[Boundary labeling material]
________________
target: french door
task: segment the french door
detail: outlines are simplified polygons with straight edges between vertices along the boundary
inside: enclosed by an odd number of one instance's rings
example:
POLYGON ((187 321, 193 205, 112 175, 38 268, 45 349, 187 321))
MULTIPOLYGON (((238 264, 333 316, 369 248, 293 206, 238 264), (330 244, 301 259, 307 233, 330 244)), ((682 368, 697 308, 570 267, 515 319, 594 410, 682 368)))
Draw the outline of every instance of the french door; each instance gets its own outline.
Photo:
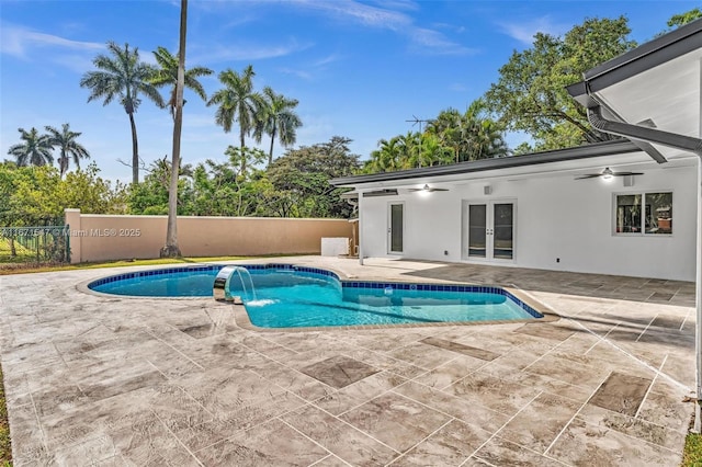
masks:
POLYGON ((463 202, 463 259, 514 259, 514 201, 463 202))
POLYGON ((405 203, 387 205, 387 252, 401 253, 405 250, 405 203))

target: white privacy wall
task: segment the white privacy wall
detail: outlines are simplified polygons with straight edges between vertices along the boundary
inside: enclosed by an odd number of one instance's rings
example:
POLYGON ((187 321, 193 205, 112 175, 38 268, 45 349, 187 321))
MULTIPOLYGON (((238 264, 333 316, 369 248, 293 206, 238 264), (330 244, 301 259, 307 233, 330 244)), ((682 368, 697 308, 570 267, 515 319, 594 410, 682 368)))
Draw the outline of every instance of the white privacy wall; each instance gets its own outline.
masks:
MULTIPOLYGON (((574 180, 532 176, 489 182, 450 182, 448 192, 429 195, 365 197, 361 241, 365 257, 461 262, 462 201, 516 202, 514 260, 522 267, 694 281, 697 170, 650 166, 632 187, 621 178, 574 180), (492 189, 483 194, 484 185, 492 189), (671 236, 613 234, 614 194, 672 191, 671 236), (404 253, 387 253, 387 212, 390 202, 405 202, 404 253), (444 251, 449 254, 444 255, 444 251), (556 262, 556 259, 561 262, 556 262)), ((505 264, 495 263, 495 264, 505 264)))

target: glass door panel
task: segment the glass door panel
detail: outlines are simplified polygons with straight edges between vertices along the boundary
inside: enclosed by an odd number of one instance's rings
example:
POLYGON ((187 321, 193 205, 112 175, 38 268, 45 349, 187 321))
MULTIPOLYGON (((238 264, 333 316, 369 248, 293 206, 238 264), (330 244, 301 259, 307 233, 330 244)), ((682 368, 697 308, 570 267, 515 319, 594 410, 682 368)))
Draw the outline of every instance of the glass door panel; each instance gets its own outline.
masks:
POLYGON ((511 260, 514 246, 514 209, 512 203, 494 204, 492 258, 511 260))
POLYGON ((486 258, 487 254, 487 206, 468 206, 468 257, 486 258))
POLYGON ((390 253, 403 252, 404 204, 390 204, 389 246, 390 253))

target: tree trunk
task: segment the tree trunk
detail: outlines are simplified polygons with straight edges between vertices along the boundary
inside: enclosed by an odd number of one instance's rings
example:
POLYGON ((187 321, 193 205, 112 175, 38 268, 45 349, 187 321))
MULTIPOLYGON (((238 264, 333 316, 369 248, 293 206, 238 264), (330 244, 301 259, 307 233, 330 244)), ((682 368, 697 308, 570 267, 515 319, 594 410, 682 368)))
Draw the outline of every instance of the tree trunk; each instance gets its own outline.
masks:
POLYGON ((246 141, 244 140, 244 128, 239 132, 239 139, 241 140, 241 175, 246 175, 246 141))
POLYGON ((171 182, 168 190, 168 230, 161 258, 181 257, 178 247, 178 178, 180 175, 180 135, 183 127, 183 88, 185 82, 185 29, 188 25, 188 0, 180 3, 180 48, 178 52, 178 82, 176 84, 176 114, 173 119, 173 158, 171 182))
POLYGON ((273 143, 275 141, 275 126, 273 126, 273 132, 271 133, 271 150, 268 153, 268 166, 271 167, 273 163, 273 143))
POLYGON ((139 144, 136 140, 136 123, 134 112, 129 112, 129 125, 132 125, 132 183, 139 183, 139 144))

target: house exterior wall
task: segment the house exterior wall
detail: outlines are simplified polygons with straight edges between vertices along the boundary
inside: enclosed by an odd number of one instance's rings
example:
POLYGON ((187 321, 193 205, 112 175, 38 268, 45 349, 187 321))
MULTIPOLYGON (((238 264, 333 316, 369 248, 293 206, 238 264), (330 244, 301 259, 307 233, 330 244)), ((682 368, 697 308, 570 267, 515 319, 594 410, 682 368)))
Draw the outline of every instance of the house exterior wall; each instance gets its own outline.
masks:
________________
**PROMPT**
Rewrite all of the material above, changing "simplified polygons" to "reduced polygons" wherever it occurs and keeping everything else the same. Leave the pictures out.

**CORRECT RESULT**
target: french door
task: segment the french door
detail: outlines are reduced polygons with straight edges between vertices along the boundary
inside: enclosed by an odd number of one instance's rings
example:
POLYGON ((187 321, 193 205, 112 175, 38 268, 45 349, 187 321))
MULTIPOLYGON (((238 264, 333 316, 369 248, 293 206, 238 264), (330 244, 301 259, 307 233, 330 244)), ((682 368, 697 308, 570 267, 515 319, 594 410, 682 368)))
Draw the outline of every instance of the french door; each instance gets its own outline.
Photo:
masks:
POLYGON ((463 202, 463 259, 514 259, 514 201, 463 202))
POLYGON ((405 203, 387 205, 387 252, 401 253, 405 250, 405 203))

target: white privacy wall
task: segment the white privacy wall
detail: outlines are reduced polygons with straight edges between vertices along the boundary
inside: enclosed by an odd number of one instance's rings
example:
POLYGON ((187 321, 193 205, 112 175, 38 268, 45 349, 187 321))
MULTIPOLYGON (((238 264, 333 316, 369 248, 293 206, 238 264), (330 244, 301 259, 307 233, 330 244)), ((682 368, 697 308, 570 267, 515 319, 594 410, 682 368)))
Draw the outline of every instance of the white privacy wall; each instance gets its own outline.
masks:
MULTIPOLYGON (((574 180, 532 176, 489 182, 450 182, 448 192, 429 195, 365 197, 361 241, 365 257, 461 262, 462 201, 516 202, 514 260, 522 267, 694 281, 697 170, 650 166, 632 187, 621 178, 574 180), (492 189, 483 194, 484 185, 492 189), (671 236, 613 234, 614 194, 672 191, 671 236), (404 253, 387 253, 387 212, 390 202, 405 202, 404 253), (444 251, 449 254, 444 255, 444 251), (556 262, 556 259, 561 262, 556 262)), ((505 264, 495 263, 495 264, 505 264)))

target: glass door panel
task: segment the glass door panel
detail: outlines are reduced polygons with straight edges between vertices along the boundary
inside: enclosed by an odd number of one instance's rings
example:
POLYGON ((187 321, 193 205, 112 175, 38 268, 45 349, 187 321))
MULTIPOLYGON (((238 264, 333 316, 369 248, 293 206, 238 264), (330 244, 301 259, 307 233, 330 244)), ((682 368, 697 308, 570 267, 515 319, 594 410, 682 368)))
Draw the outline of every instance of the glass door panel; each instance gets its own outline.
masks:
POLYGON ((511 260, 514 246, 514 209, 512 203, 494 204, 492 258, 511 260))
POLYGON ((486 258, 487 254, 487 206, 468 206, 468 257, 486 258))
POLYGON ((390 253, 403 252, 404 204, 390 204, 389 246, 390 253))

target: tree trunk
task: segment the tree trunk
detail: outlines are reduced polygons with straight edges between vertices along the boundary
inside: enclosed by an odd number of one instance's rings
example:
POLYGON ((187 321, 193 205, 112 175, 38 268, 45 349, 187 321))
MULTIPOLYGON (((238 264, 333 316, 369 248, 293 206, 238 264), (330 244, 301 259, 307 233, 330 244)), ((682 368, 697 308, 570 267, 515 319, 594 410, 682 368)))
Draw the outline of every instance of the tree trunk; each instance gets its own outline.
masks:
POLYGON ((246 141, 244 140, 244 128, 239 132, 239 139, 241 140, 241 175, 246 175, 246 141))
POLYGON ((171 182, 168 190, 168 230, 161 258, 181 257, 178 247, 178 178, 180 175, 180 135, 183 127, 183 88, 185 82, 185 29, 188 25, 188 0, 180 3, 180 48, 178 52, 178 82, 176 84, 176 114, 173 119, 173 158, 171 182))
POLYGON ((273 143, 275 141, 275 126, 273 126, 273 132, 271 133, 271 150, 268 153, 268 166, 271 167, 273 163, 273 143))
POLYGON ((139 144, 136 140, 136 123, 134 112, 129 112, 129 125, 132 125, 132 183, 139 183, 139 144))

target: house exterior wall
task: segment the house exterior wall
detail: outlines are reduced polygons with straight edges between vertices along the boundary
inside: enclosed by an odd number of one instance's rings
example:
POLYGON ((187 321, 193 205, 112 175, 38 268, 45 349, 187 321))
MULTIPOLYGON (((238 264, 333 316, 369 248, 293 206, 238 264), (330 244, 301 259, 307 233, 330 244)), ((682 368, 697 308, 570 267, 515 319, 594 410, 682 368)))
Draw the outline of every instance of the house exterior wall; each instance gets its own outline.
masks:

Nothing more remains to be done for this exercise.